┌──

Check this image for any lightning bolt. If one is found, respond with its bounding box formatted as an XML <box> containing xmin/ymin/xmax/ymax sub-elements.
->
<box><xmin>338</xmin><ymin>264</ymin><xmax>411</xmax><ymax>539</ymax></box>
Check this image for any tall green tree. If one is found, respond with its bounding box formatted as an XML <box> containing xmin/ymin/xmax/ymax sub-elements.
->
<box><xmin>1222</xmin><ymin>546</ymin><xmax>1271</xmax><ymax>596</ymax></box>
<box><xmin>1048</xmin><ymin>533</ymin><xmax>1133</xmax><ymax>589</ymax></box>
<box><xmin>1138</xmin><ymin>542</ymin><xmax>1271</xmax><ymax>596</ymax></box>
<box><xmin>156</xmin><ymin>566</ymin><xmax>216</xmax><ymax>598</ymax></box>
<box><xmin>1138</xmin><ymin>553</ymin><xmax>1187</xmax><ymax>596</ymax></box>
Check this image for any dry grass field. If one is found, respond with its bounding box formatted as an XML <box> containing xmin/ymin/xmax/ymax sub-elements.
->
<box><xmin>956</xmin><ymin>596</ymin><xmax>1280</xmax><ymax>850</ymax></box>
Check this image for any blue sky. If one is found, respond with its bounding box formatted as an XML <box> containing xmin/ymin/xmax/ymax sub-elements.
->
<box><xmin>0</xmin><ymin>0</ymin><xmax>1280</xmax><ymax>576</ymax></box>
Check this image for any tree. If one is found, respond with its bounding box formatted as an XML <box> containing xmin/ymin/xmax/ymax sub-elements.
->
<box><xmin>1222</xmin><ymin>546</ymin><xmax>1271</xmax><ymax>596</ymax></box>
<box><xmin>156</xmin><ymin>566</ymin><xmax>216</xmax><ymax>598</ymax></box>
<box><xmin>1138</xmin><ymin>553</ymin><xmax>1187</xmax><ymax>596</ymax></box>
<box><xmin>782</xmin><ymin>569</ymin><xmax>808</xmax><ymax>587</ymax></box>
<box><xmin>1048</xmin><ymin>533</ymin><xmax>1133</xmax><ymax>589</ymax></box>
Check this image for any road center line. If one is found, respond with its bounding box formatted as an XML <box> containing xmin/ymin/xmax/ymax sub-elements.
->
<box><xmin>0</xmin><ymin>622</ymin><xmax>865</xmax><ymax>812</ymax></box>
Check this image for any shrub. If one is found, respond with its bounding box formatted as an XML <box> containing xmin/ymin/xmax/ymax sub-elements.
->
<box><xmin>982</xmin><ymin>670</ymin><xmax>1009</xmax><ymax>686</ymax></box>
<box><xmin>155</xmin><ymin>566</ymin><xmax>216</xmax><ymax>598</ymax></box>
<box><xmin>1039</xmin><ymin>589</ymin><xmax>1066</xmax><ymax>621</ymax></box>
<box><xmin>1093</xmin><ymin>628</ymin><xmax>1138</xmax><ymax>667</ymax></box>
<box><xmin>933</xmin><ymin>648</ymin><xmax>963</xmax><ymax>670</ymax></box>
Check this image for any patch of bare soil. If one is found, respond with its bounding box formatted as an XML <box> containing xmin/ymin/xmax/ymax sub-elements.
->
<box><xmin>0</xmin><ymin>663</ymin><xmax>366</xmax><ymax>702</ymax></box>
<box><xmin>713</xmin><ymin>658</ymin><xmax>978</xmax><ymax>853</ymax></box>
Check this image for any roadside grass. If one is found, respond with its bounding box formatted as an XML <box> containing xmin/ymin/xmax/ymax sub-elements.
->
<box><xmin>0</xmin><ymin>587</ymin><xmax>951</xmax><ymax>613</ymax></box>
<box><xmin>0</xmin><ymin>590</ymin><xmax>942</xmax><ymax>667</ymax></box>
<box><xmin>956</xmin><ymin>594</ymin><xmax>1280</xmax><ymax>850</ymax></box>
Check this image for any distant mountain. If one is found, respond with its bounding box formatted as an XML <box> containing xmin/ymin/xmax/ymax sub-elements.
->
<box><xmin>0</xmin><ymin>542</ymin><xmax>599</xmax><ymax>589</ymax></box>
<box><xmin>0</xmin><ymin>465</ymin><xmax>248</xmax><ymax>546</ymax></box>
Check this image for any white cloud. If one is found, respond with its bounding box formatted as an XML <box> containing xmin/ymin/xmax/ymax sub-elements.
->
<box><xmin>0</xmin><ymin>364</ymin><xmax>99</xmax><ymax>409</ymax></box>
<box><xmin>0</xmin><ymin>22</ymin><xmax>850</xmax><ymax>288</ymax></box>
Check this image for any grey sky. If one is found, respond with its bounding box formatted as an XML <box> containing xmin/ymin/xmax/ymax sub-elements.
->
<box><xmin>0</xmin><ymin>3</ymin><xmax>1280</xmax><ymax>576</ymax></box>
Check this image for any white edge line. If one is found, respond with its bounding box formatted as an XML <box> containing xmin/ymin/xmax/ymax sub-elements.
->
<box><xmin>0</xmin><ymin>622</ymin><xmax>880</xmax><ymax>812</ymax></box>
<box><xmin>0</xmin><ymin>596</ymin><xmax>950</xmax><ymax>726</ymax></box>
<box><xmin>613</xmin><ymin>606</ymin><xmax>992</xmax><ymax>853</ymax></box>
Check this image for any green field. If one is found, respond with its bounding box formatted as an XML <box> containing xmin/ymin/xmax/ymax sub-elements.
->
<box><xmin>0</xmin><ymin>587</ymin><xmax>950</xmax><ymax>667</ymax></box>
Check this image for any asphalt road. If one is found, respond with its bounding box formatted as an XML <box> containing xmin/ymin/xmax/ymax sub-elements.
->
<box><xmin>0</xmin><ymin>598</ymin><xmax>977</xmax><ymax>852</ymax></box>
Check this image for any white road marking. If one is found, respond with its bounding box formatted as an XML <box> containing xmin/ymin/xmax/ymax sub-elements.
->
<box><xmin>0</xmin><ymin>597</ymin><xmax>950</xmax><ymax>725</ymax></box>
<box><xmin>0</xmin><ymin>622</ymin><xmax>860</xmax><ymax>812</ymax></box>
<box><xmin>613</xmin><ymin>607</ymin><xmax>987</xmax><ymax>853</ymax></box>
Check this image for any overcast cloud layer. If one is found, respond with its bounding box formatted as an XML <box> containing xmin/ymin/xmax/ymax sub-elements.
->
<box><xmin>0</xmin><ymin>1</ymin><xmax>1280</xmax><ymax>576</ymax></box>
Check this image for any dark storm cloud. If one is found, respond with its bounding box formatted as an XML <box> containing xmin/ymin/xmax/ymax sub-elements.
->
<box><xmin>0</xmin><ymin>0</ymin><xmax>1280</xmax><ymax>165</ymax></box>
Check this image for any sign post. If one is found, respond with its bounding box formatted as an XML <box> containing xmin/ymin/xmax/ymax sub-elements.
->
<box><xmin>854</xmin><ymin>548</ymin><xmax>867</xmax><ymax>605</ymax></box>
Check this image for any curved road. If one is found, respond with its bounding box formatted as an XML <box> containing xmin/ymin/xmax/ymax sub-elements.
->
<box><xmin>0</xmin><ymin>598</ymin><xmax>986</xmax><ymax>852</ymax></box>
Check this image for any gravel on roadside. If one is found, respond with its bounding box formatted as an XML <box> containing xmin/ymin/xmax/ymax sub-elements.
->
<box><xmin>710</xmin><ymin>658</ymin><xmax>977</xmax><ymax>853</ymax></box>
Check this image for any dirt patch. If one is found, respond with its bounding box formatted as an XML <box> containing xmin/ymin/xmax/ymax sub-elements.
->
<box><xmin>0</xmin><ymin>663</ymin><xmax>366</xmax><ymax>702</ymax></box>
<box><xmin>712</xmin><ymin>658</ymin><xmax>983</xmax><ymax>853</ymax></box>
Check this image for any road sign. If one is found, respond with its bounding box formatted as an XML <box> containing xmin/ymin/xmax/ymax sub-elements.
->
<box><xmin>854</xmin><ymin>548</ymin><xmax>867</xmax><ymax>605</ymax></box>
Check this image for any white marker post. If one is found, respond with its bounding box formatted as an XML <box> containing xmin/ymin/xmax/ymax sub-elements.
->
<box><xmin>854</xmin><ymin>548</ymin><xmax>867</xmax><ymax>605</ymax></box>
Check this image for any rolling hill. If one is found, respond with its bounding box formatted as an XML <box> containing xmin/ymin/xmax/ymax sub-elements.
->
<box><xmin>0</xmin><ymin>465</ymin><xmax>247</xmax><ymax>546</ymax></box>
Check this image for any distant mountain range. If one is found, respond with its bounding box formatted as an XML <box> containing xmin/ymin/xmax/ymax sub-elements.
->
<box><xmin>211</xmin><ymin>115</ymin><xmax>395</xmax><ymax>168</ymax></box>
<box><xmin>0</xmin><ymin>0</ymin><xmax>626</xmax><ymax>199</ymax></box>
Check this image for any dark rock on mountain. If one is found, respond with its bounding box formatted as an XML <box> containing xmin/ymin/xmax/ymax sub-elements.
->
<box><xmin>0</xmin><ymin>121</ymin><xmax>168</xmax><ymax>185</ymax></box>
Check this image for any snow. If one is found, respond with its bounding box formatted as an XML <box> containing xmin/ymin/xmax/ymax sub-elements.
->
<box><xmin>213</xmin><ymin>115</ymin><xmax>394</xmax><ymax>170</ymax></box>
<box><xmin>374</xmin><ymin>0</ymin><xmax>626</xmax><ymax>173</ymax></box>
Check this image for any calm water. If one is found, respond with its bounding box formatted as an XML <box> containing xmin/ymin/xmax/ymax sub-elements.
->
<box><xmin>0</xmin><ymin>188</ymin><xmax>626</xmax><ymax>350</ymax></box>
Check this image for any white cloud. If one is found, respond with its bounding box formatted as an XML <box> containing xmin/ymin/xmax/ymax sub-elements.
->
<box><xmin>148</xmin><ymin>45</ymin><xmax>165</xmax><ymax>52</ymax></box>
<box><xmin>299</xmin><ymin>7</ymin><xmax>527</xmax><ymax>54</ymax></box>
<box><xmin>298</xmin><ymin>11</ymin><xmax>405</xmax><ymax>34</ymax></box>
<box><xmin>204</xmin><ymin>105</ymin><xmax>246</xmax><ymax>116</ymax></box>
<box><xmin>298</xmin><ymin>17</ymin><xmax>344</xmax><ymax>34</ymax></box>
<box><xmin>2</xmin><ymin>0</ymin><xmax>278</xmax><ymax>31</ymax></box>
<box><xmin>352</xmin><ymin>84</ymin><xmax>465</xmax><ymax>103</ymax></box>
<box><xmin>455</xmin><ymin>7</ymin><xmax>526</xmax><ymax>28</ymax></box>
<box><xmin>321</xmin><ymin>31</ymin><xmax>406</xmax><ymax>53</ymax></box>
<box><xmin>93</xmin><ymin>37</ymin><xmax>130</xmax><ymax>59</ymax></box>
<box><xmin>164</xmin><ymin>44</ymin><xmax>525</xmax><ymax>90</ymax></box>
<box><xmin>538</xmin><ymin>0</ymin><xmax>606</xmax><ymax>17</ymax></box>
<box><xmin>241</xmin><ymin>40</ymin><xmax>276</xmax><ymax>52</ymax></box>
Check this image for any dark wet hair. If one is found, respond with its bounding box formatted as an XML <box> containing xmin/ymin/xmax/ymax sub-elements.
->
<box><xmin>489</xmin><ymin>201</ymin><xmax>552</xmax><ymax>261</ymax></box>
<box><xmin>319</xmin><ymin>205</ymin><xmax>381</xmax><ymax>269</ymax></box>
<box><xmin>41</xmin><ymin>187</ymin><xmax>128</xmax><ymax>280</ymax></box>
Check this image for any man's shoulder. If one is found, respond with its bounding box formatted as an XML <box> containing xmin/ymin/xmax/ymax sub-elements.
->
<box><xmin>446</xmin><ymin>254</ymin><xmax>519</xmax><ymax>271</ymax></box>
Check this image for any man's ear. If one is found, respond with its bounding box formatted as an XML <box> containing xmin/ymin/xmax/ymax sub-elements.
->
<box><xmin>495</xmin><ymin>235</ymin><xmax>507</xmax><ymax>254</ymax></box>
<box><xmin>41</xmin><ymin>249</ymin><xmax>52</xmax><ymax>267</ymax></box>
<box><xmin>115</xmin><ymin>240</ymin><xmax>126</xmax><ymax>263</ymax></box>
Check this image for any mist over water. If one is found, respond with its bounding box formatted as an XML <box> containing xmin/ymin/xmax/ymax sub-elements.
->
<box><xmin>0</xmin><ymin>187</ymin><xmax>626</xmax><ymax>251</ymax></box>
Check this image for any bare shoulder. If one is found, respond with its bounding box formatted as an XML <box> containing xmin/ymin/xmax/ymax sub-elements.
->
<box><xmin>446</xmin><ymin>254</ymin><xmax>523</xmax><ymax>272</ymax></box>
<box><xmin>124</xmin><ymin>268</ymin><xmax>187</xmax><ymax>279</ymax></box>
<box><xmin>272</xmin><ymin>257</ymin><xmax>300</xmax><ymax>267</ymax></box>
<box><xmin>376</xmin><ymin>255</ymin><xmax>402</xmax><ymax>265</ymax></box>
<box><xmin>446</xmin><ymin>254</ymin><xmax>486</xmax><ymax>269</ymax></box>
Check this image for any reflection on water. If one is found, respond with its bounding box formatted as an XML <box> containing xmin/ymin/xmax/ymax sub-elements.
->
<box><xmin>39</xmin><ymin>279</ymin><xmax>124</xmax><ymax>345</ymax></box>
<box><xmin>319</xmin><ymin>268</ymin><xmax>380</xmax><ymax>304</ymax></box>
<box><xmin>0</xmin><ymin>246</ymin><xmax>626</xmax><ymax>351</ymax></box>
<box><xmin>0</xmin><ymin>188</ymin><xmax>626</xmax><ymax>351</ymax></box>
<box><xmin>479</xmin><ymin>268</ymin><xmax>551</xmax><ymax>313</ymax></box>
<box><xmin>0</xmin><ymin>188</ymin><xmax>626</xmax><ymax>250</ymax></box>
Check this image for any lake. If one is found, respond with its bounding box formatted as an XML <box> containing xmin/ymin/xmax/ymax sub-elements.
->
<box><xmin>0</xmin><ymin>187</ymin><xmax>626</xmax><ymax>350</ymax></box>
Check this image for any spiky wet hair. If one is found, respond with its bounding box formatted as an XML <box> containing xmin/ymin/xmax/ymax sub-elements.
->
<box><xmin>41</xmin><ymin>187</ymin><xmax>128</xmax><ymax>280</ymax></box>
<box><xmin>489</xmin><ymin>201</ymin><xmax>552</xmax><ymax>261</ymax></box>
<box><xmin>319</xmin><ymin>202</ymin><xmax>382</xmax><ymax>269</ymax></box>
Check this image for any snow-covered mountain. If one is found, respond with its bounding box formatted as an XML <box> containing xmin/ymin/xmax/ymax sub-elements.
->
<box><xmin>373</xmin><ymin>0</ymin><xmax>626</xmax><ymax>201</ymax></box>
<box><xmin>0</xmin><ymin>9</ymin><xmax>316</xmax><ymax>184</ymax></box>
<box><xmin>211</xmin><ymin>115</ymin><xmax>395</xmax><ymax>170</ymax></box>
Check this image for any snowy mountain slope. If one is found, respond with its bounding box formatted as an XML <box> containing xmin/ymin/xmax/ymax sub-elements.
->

└──

#### Work to complete
Find every line in the rows above that contains the word "hair", and copy each one. Case counts.

#### Response below
Check this image for any dark wet hair. If one is found, respond with its bounding box formatted as an XML <box> containing xmin/ymin/xmax/ymax sub-elements.
Check this image for any spiky wet hair. If one is found, respond with its bounding box formatted as an XML <box> containing xmin/ymin/xmax/ymax sub-elements.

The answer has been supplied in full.